Figure 1.4: Village,Drainage and Watershed Layer

1.2.5 The PoCRA planning approach

Initially, the water balance plugin is run, which takes slope, land use, zones, rainfall, soil type, etc.

as input and provides water indices like demand and supply of crop, groundwater recharge, water deficit at the zone level. Here, the zones can be assumed as the partition of village area based on a watershed basis. This zone level information is then fed to in the micro-planning application.

The village level officials perform a seven-day micro planning procedure which includes mapping of village assets and feeding the water balance related information in the micro-planning app. This information includes population, structure, and most importantly cropping pattern information. The cropping pattern information gives us the idea of the area under each crop, which is used to generate a village level water budget in TCM. Based on the amount of runoff generated and the proposed and allowed interventions, the water deficit is tried to be tackled. This also involves tuning of runoff and groundwater parameter results to match the ground truth.

1.3 Key contributions

We will look into the key contributions of my work which are as below:-

1. Improvements in point-wise water budget application.

==========

## Exercise
Can you repeat, word for word, the passage on the PoCRA planning approach between "Figure 1.4: Village,Drainage" and "the micro-planning application.", inclusive?

(Part of a data file)

==========

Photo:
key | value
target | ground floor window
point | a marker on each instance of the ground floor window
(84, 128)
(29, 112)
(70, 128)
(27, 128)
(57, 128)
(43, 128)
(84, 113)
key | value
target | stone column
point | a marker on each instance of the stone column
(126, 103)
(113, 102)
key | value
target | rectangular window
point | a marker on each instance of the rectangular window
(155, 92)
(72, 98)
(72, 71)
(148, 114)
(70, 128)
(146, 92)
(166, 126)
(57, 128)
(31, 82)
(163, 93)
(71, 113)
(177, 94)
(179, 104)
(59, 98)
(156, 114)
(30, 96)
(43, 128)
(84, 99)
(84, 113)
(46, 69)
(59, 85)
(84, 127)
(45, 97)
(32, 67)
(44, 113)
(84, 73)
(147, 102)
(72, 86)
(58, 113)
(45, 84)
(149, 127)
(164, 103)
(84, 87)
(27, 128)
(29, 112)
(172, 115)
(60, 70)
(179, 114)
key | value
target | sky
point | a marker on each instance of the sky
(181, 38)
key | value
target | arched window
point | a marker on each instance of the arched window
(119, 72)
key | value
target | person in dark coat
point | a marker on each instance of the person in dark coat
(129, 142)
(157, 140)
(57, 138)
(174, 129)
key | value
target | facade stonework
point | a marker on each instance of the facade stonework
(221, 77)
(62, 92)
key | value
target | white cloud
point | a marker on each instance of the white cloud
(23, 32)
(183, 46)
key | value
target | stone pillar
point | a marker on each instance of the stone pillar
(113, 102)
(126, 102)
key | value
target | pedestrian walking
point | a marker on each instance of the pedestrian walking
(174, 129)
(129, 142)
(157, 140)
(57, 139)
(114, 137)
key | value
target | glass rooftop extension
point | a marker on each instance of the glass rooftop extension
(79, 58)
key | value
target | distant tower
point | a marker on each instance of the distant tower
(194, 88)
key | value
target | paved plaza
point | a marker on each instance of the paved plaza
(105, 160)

==========

## In response
Figure 1.4: Village,Drainage and Watershed Layer

1.2.5 The PoCRA planning approach

Initially, the water balance plugin is run, which takes slope, land use, zones, rainfall, soil type, etc.

as input and provides water indices like demand and supply of crop, groundwater recharge, water deficit at the zone level. Here, the zones can be assumed as the partition of village area based on a watershed basis. This zone level information is then fed to in the micro-planning application.